Itinéraire de Herman Künig von Vach

 

   

            illustration de l'édition de 1495

            itinéraire de Künig von Vach : traduction intégrale personnelle

            itinéraire de Künig von Vach : traduction intégrale (Fondation David Parou) PDF   http://www.saint-jacques-compostelle.info/

            itinéraire de Künig von Vach : texte de 1495 PDF

 

  Dans les dernières années du XV° siècle, un moine des environs de Strasbourg,, Herman Künig von Vach, rédigea un guide rimé à l'usage des pèlerins allemands.

  La première édition de ce guide, intitulé "Die walfahrt vnd Strass zu sant Jacob", fut imprimée par Mathias Hupfuff à Strasbourg en 1495, probablement immédiatement après sa rédaction. Quatre autres éditions (la dernière sortie, en 1521, des presses de Jobst Gutknecht à Nuremberg) démontrent la vogue dont jouissait le pèlerinage compostellan parmi les milieux populaires, auxquels était destiné ce petit livre.

-----

- CONSIGNE A: Indiquez pour chacune des affirmations suivantes si elle concorde avec l'extrait, en répondant par oui ou non et en citant les mots décisifs du texte : (i) la première édition du guide fut imprimée à Strasbourg en 1495 ; (ii) le guide fut rédigé à l'usage des pèlerins français ; (iii) la dernière édition sortit en 1521 des presses d'un imprimeur de Nuremberg.
- CONSIGNE B: D'après l'extrait, sous quel titre parut la première édition du guide ?
- CONSIGNE C: Reproduisez le passage de l'extrait qui va de « illustration de l'édition » jusqu'à « ce petit livre. ».
Les enregistrements constituent un matériau distinct de l'extrait.

Enregistrements issus d'une collecte de données
-----

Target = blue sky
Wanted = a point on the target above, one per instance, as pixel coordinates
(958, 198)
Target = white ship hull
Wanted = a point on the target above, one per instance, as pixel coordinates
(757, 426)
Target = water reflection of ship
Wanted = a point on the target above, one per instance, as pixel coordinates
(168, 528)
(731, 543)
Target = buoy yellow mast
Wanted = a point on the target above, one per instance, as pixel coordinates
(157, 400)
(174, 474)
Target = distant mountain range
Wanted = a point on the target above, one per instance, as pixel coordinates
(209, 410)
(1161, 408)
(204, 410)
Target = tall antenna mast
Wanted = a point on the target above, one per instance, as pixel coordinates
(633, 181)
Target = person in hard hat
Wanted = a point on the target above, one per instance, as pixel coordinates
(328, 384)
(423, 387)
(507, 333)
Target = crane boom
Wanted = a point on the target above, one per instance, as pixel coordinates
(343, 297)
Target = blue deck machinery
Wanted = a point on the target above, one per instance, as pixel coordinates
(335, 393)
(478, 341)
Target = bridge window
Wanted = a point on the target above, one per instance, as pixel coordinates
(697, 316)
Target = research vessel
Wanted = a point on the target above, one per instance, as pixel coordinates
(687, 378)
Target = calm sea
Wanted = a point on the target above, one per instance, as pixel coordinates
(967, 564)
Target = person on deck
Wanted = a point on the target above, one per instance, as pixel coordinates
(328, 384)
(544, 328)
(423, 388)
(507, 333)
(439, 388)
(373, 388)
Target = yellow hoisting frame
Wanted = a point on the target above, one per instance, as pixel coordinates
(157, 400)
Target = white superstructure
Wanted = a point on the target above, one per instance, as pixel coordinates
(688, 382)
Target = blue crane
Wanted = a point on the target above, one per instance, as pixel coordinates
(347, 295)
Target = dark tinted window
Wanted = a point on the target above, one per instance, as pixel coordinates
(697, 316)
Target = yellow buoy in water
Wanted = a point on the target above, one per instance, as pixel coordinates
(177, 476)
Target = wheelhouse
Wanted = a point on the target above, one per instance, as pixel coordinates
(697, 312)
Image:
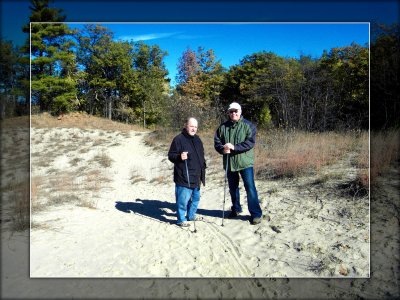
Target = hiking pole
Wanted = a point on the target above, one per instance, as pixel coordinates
(226, 175)
(187, 174)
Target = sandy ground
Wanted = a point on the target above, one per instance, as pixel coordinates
(130, 231)
(103, 206)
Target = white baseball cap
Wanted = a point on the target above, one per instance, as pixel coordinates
(234, 105)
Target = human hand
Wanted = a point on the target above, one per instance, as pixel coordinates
(184, 155)
(228, 147)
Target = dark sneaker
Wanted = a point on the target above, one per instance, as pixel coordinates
(197, 218)
(184, 224)
(233, 214)
(256, 221)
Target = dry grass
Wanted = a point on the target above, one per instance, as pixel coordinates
(294, 153)
(384, 152)
(280, 153)
(80, 120)
(103, 160)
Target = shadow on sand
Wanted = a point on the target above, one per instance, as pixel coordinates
(162, 211)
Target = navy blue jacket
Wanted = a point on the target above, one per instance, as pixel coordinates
(196, 163)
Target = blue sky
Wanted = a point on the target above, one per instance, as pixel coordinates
(231, 42)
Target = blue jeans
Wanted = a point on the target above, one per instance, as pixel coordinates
(251, 191)
(187, 200)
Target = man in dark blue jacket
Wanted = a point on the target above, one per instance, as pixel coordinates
(187, 154)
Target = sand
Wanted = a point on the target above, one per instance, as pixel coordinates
(104, 206)
(316, 228)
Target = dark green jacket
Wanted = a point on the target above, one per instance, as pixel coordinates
(242, 135)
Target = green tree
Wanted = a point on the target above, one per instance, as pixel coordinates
(153, 87)
(11, 71)
(53, 65)
(200, 80)
(385, 76)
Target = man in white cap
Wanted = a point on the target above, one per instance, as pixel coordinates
(235, 140)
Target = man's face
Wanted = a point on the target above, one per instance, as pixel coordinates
(234, 114)
(191, 127)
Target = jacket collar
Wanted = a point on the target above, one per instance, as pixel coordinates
(233, 124)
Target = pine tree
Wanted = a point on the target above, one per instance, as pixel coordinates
(53, 63)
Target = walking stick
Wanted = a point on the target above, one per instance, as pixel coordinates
(187, 174)
(226, 175)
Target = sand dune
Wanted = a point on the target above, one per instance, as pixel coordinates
(104, 207)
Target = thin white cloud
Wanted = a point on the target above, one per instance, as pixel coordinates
(147, 37)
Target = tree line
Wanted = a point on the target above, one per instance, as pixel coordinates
(88, 70)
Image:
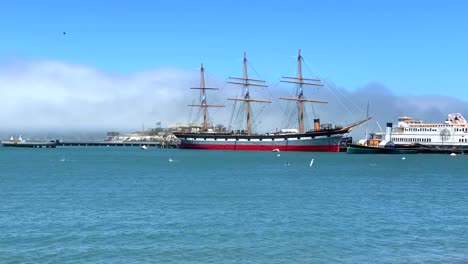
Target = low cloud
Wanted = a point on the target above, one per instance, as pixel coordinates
(48, 96)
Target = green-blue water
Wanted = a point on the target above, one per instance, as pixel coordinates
(127, 205)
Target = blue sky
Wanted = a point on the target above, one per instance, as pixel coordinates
(412, 47)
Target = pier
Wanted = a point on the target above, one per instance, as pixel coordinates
(116, 144)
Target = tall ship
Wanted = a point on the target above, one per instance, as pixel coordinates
(324, 138)
(453, 133)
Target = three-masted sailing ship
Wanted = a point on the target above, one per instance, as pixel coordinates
(325, 139)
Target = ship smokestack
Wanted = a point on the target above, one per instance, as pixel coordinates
(388, 132)
(317, 124)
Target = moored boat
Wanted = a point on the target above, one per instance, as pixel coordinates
(325, 138)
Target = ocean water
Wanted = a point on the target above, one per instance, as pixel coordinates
(127, 205)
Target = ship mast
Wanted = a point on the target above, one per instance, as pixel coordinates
(203, 103)
(246, 82)
(301, 81)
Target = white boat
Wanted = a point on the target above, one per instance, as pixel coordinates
(451, 133)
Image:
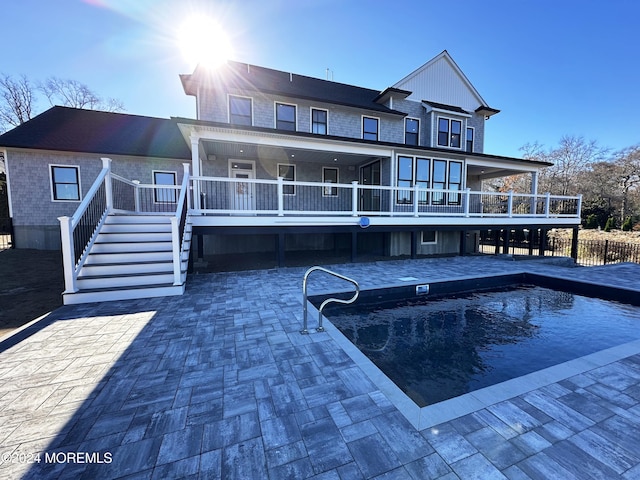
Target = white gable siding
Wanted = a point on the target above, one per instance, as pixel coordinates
(440, 82)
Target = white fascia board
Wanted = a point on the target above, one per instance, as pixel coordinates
(280, 140)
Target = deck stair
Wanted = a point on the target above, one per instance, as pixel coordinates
(132, 257)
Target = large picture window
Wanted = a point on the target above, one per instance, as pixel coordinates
(240, 111)
(65, 183)
(319, 121)
(285, 117)
(370, 128)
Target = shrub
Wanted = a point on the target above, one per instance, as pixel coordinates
(611, 224)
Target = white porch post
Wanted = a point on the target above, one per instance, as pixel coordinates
(281, 196)
(68, 257)
(354, 198)
(195, 168)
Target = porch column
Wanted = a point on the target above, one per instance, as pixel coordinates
(195, 168)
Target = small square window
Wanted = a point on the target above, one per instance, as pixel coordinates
(65, 183)
(369, 128)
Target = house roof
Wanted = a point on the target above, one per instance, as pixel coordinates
(92, 131)
(243, 77)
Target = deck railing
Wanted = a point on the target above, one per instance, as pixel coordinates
(223, 196)
(113, 193)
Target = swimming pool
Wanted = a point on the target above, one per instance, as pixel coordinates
(469, 334)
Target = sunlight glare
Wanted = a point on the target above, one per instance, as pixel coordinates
(203, 41)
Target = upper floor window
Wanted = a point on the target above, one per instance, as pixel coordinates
(240, 111)
(164, 195)
(470, 134)
(285, 117)
(411, 129)
(319, 121)
(369, 128)
(449, 132)
(65, 183)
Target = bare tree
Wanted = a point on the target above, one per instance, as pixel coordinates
(72, 93)
(18, 101)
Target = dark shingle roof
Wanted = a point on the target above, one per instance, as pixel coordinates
(92, 131)
(236, 76)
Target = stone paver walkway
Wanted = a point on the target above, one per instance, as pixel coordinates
(218, 383)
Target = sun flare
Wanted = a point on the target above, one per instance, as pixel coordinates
(203, 41)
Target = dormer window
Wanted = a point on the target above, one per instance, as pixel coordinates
(285, 117)
(449, 132)
(411, 129)
(370, 128)
(240, 110)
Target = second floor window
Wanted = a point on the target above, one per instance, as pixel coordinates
(369, 128)
(319, 121)
(470, 132)
(285, 117)
(411, 128)
(449, 132)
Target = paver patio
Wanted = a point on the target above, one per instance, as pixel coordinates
(219, 383)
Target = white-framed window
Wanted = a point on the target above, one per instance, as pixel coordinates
(370, 128)
(470, 138)
(285, 116)
(319, 121)
(65, 183)
(411, 131)
(429, 237)
(428, 173)
(449, 132)
(288, 173)
(164, 195)
(240, 110)
(330, 175)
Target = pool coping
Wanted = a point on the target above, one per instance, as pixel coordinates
(429, 416)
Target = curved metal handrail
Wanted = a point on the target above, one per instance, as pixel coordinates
(320, 328)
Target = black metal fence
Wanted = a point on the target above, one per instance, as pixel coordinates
(589, 252)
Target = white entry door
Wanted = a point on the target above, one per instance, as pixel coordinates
(242, 193)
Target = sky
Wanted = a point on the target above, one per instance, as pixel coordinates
(553, 67)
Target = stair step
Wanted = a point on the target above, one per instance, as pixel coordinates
(125, 280)
(122, 293)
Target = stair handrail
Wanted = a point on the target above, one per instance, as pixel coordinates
(320, 328)
(74, 252)
(178, 223)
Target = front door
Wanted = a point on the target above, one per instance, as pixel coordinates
(370, 198)
(242, 193)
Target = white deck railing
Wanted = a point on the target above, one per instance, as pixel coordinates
(224, 196)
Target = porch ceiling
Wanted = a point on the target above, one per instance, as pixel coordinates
(251, 151)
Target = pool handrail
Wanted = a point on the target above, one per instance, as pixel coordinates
(320, 328)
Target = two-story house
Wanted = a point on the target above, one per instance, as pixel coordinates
(274, 162)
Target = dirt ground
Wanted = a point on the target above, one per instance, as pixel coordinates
(31, 284)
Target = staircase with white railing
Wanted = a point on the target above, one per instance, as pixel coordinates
(129, 252)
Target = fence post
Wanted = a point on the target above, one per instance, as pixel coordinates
(280, 196)
(354, 198)
(68, 256)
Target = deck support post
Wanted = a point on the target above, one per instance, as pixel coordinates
(354, 246)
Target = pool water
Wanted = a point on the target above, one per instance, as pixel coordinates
(439, 348)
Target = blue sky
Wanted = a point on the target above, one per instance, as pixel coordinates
(553, 68)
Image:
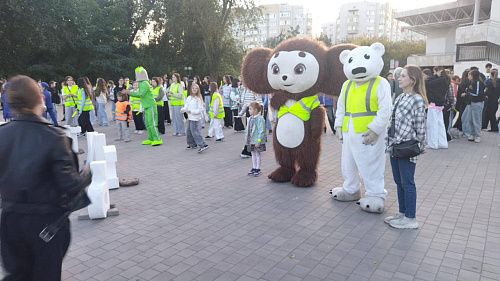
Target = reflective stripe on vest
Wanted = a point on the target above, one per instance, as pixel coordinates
(302, 108)
(121, 106)
(88, 106)
(156, 93)
(70, 101)
(361, 104)
(220, 114)
(174, 88)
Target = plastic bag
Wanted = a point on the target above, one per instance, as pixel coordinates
(436, 132)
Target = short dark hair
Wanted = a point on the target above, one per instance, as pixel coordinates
(23, 94)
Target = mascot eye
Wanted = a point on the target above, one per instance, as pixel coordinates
(299, 68)
(276, 69)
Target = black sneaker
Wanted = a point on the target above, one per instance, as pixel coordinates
(201, 149)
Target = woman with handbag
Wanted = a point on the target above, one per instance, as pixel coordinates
(406, 140)
(34, 229)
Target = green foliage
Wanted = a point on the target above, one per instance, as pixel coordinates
(398, 50)
(53, 38)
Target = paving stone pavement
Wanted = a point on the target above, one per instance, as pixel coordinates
(200, 217)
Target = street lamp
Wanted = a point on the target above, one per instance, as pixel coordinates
(188, 69)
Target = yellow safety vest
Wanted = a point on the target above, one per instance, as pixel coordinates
(220, 114)
(361, 104)
(302, 108)
(135, 103)
(70, 101)
(173, 100)
(156, 93)
(88, 106)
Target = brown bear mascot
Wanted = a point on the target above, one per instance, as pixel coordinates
(294, 73)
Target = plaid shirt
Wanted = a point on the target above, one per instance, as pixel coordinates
(409, 121)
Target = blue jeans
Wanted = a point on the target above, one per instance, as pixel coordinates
(403, 172)
(101, 114)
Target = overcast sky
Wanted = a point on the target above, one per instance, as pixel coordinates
(324, 11)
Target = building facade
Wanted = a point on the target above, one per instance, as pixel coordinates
(367, 19)
(459, 34)
(276, 19)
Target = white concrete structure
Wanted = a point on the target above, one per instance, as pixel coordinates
(276, 19)
(367, 19)
(459, 34)
(73, 132)
(98, 191)
(111, 159)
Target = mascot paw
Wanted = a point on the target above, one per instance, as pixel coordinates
(304, 179)
(372, 204)
(338, 193)
(281, 175)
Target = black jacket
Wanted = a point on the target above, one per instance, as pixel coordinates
(38, 170)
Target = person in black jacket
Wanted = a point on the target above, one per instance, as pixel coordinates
(39, 180)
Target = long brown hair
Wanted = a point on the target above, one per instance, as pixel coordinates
(417, 77)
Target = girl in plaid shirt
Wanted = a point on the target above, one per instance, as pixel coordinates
(409, 125)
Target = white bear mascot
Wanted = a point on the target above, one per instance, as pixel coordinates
(363, 112)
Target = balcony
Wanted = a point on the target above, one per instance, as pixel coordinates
(447, 59)
(485, 32)
(482, 51)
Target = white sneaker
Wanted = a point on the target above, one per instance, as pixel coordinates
(404, 223)
(394, 217)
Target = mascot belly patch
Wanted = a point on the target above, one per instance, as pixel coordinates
(290, 129)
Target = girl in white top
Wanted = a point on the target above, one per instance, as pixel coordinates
(194, 106)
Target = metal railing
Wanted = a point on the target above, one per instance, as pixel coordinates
(479, 51)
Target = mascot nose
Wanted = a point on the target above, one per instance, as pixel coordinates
(358, 70)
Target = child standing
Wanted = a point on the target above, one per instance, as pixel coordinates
(256, 136)
(123, 117)
(216, 114)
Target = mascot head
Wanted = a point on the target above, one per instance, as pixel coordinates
(363, 63)
(141, 74)
(299, 67)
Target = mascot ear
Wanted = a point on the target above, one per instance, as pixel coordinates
(254, 70)
(378, 48)
(336, 77)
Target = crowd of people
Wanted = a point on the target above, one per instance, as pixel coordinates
(473, 96)
(189, 105)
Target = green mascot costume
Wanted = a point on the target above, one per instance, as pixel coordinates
(149, 106)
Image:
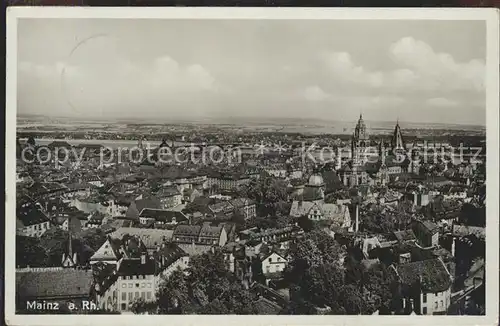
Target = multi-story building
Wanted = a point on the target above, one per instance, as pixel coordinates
(141, 277)
(31, 222)
(427, 284)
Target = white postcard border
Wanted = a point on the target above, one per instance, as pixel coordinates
(490, 16)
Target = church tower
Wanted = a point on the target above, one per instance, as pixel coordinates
(397, 142)
(69, 259)
(360, 142)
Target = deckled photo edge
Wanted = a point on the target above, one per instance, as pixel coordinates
(491, 17)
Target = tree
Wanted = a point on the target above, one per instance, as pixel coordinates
(206, 287)
(140, 306)
(305, 223)
(270, 194)
(29, 252)
(94, 238)
(173, 295)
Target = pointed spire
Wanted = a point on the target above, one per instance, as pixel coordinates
(70, 245)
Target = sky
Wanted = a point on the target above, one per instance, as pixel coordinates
(415, 71)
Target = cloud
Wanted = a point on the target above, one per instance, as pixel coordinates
(315, 94)
(420, 69)
(342, 66)
(442, 102)
(441, 69)
(117, 85)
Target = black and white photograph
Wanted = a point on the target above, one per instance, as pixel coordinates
(191, 161)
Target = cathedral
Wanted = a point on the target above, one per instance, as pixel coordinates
(371, 163)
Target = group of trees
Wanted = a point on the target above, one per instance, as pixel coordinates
(270, 195)
(206, 287)
(378, 219)
(320, 276)
(47, 250)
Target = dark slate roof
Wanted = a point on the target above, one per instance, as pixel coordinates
(432, 272)
(31, 216)
(196, 232)
(136, 267)
(168, 254)
(54, 283)
(58, 143)
(162, 215)
(150, 202)
(430, 226)
(405, 235)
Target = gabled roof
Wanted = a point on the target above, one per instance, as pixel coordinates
(54, 283)
(405, 235)
(31, 215)
(151, 238)
(432, 275)
(162, 215)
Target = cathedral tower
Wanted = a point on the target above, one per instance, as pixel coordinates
(397, 142)
(360, 142)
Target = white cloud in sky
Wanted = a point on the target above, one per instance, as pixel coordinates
(421, 79)
(442, 102)
(421, 68)
(438, 68)
(315, 93)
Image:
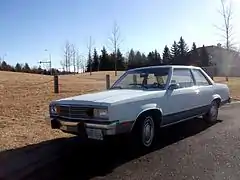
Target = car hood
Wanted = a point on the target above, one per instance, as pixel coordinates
(108, 96)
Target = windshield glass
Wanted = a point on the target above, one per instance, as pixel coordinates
(143, 79)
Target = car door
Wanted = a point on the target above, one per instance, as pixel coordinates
(180, 102)
(205, 90)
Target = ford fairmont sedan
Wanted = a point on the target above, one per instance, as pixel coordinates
(140, 103)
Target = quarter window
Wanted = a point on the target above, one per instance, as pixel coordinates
(200, 78)
(183, 77)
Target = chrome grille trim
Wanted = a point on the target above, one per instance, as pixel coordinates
(74, 111)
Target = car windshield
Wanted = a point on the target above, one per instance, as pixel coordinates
(147, 78)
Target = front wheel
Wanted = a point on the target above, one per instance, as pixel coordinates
(212, 114)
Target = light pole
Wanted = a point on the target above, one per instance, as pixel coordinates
(4, 55)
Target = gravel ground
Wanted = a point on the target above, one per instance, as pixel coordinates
(190, 150)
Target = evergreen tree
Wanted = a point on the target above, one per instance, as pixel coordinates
(89, 63)
(104, 60)
(166, 56)
(156, 59)
(95, 64)
(174, 51)
(204, 56)
(183, 52)
(194, 56)
(131, 60)
(150, 58)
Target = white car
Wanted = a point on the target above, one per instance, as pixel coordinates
(140, 102)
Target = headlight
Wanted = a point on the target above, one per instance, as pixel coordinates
(102, 113)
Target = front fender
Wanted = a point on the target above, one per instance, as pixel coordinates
(145, 108)
(216, 96)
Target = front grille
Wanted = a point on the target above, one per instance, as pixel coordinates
(75, 112)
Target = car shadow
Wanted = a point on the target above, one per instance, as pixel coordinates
(82, 160)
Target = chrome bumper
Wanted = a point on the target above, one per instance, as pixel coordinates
(112, 128)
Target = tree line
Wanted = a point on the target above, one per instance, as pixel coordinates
(177, 54)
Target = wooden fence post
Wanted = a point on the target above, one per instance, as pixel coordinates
(56, 85)
(107, 81)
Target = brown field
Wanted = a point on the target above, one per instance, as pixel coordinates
(24, 100)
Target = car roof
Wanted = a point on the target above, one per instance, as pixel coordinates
(166, 66)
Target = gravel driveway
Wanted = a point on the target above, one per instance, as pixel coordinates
(190, 150)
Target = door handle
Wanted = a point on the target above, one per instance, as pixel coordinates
(197, 91)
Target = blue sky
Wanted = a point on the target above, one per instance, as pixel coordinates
(27, 27)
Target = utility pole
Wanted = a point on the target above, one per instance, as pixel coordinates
(48, 62)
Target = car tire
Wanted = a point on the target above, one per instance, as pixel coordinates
(212, 115)
(145, 132)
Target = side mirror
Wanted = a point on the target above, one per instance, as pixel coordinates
(173, 86)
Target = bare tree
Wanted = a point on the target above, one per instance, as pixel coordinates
(89, 46)
(227, 27)
(226, 30)
(115, 42)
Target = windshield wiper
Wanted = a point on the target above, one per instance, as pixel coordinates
(116, 87)
(141, 85)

-----

- RÉPONSE A:
(i) Oui : « fut imprimée par Mathias Hupfuff à Strasbourg en 1495 ».
(ii) Non : « un guide rimé à l'usage des pèlerins allemands ».
(iii) Oui : « la dernière sortie, en 1521, des presses de Jobst Gutknecht à Nuremberg ».

- RÉPONSE B: « Die walfahrt vnd Strass zu sant Jacob ».

- RÉPONSE C:
illustration de l'édition de 1495

            itinéraire de Künig von Vach : traduction intégrale personnelle

            itinéraire de Künig von Vach : traduction intégrale (Fondation David Parou) PDF   http://www.saint-jacques-compostelle.info/

            itinéraire de Künig von Vach : texte de 1495 PDF

 

  Dans les dernières années du XV° siècle, un moine des environs de Strasbourg,, Herman Künig von Vach, rédigea un guide rimé à l'usage des pèlerins allemands.

  La première édition de ce guide, intitulé "Die walfahrt vnd Strass zu sant Jacob", fut imprimée par Mathias Hupfuff à Strasbourg en 1495, probablement immédiatement après sa rédaction. Quatre autres éditions (la dernière sortie, en 1521, des presses de Jobst Gutknecht à Nuremberg) démontrent la vogue dont jouissait le pèlerinage compostellan parmi les milieux populaires, auxquels était destiné ce petit livre.